▶ [Description of the task] Reproduce every line of the records below word for word, leaving out the pictures.
════════
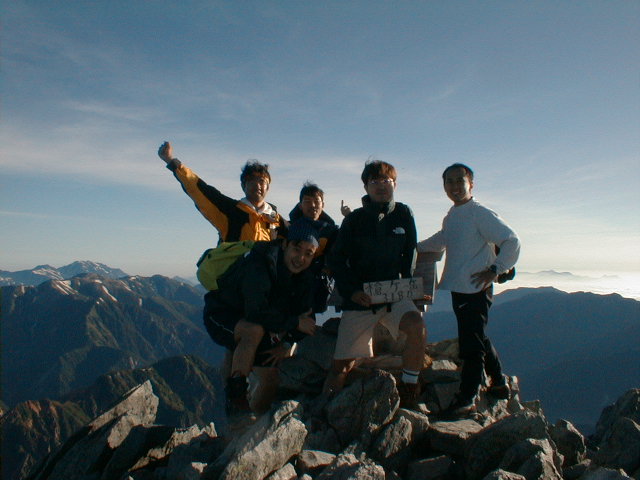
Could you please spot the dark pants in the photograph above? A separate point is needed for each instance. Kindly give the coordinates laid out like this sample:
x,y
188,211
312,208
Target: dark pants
x,y
476,350
220,326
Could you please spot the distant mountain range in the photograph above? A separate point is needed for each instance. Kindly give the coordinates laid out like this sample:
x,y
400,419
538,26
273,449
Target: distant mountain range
x,y
62,334
575,352
188,389
43,273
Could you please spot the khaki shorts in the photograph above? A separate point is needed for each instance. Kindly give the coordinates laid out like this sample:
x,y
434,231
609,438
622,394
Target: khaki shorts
x,y
355,333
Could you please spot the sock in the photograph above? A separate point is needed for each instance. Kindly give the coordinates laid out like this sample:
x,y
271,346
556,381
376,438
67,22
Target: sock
x,y
410,376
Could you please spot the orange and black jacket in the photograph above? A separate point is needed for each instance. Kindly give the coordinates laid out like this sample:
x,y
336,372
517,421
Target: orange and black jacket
x,y
234,220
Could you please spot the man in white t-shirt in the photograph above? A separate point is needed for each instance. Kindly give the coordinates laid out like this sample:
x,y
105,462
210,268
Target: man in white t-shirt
x,y
470,232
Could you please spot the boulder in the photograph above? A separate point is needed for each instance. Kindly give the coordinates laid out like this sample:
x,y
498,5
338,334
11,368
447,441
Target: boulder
x,y
569,441
287,472
621,447
628,405
486,449
363,407
266,447
434,468
391,447
534,459
88,451
452,437
312,461
348,467
503,475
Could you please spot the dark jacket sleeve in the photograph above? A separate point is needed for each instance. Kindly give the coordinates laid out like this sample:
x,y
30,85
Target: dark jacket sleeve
x,y
259,306
409,252
345,277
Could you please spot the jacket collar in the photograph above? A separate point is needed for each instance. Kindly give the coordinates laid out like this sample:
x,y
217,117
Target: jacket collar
x,y
378,208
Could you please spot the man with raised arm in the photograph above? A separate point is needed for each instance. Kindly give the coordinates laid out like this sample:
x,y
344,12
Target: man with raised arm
x,y
250,218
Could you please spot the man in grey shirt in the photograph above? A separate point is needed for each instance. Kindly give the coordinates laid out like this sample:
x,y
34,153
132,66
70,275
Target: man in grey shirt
x,y
470,232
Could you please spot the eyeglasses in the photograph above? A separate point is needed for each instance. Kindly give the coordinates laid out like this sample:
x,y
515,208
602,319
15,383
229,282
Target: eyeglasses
x,y
381,181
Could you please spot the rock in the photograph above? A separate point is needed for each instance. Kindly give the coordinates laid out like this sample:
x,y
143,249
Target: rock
x,y
301,375
180,436
363,407
485,450
569,441
348,467
285,473
602,473
441,371
139,404
621,446
533,459
89,450
574,472
429,468
265,447
452,437
312,461
140,440
391,447
628,405
419,423
503,475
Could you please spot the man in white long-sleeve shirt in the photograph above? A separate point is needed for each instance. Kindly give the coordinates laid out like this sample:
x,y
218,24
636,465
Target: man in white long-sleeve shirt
x,y
470,232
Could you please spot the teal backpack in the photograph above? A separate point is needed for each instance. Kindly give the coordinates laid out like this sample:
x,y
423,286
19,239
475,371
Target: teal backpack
x,y
215,261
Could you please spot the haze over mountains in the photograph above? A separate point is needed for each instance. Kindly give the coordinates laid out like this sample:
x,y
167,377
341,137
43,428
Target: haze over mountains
x,y
82,341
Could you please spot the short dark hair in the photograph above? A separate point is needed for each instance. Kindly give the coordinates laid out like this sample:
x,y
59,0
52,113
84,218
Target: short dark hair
x,y
376,169
466,169
254,168
311,189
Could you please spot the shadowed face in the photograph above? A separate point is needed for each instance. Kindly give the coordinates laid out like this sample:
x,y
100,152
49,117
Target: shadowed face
x,y
457,186
311,206
298,255
255,189
380,189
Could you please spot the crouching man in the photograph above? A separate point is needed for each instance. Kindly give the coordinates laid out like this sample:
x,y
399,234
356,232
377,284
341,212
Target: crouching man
════════
▶ [Task response]
Could you please spot the dark pants in the photograph above? A separate point is needed for each instance. Kindly give the coordinates laid out like this sample:
x,y
188,211
312,208
Target: dark pants
x,y
476,350
220,326
Could you please spot the distant mountain range in the photograph above? A separate point is needed for each instance. Kindly give the coordinates laid out like this sample:
x,y
400,419
538,26
273,449
Target: distant mountain range
x,y
62,334
575,352
188,389
43,273
Could you please spot the khaki shorts in the photograph above? A separate point is needed for each instance. Kindly give the coordinates laid out like this sample:
x,y
434,231
609,438
622,394
Target: khaki shorts
x,y
355,333
Could you please spot the sock in the photograph above? A separate point is needed for each instance. Kindly give the coordinates laid out like this sample:
x,y
271,346
556,381
376,438
67,22
Target: sock
x,y
410,376
Could you please spot the orange and black jacket in the photograph above? A separate point is needed for each instance. Kindly give the coordinates laid out like this sample:
x,y
336,372
517,421
Target: orange and black jacket
x,y
234,220
Could you please spot the man in white t-shirt in the photograph above? A separate point is needed for each instance. Kindly give the coordinates laid out like this sample:
x,y
105,462
210,268
Target: man in white t-shirt
x,y
470,232
Could you please spot the boulder in the photograph above? A separate point is needed for each instance. Kindly give the coordinates laid out like this sample:
x,y
498,5
338,334
11,368
447,441
Target: boulder
x,y
569,441
287,472
621,447
628,405
486,449
363,407
266,447
434,468
391,447
534,459
88,451
452,437
312,461
348,467
503,475
Could you please spot the dark jacket sleeve in the photograph above? A separate point is needed for each instance. Kindly give the coordinates laid out like this sample:
x,y
30,85
Target: dark jacket sleeve
x,y
259,306
409,252
345,277
Could you please spot the jacket collar in the photograph above? A separate point is needed for each instance. Kindly give the coordinates laid out like this sample:
x,y
217,117
Target: jacket collar
x,y
378,208
Could you please spot the man with raised arm in the photograph above? A separate point is needed for each instance. Kindly give the coordinates laid out like this sample:
x,y
344,12
Target: man with raised arm
x,y
250,218
Could you please spot the man in grey shirt in the photograph above? A separate point is needed for each instance. Kindly give the coordinates laid out like this sample:
x,y
34,153
132,66
70,275
Target: man in grey shirt
x,y
470,232
Could you please spot the eyeglasses in the photograph above? A separate point is needed for each instance. Kindly give the coordinates laid out like this sample:
x,y
515,208
602,319
15,383
229,282
Target: eyeglasses
x,y
381,181
Could you please spot the rock in the photograph above? A separate point is needed for each instance. Kindly give the coordinates laid out like this sample:
x,y
143,249
Target: rock
x,y
301,375
180,436
363,407
485,450
569,441
348,467
285,473
602,473
441,371
139,404
621,446
533,459
89,450
574,472
429,468
265,447
452,437
312,461
140,440
391,447
628,405
419,423
503,475
Could you please spot the man in white long-sleeve shirt in the photograph above? A separate point is needed for each instance. Kindly give the coordinates laid out like this sample:
x,y
218,24
636,465
Target: man in white long-sleeve shirt
x,y
470,232
Could you please spot the teal backpack in the photograph above? A separate point is needed for each instance. Kindly give the coordinates laid out like this sample:
x,y
423,286
19,239
475,371
Target: teal backpack
x,y
215,261
Could you please spot the haze over mountains in the photograph above? A separate point is needed for each instance. Kindly give the coordinates laid out like this sample:
x,y
167,377
341,137
43,428
Target: haze over mountains
x,y
82,341
Could you please spot the short dark hair in the photograph above? A separate point is needed for each instance. Kindly give the coordinates laid out like this sample:
x,y
59,0
52,113
84,218
Target: short dark hair
x,y
376,169
466,169
254,168
311,189
Could you please spot the shadowed face in the photograph above? A separate point is needed for each instance. Kindly give the coordinates laid out like this sample:
x,y
100,152
49,117
Target: shadowed face
x,y
457,186
311,206
298,255
255,189
380,189
Could you please spot the crouching man in the photograph above? A separate point is needed for each instance. Kindly give the coordinates laid out like this sample:
x,y
399,234
356,232
377,284
341,212
Target: crouching man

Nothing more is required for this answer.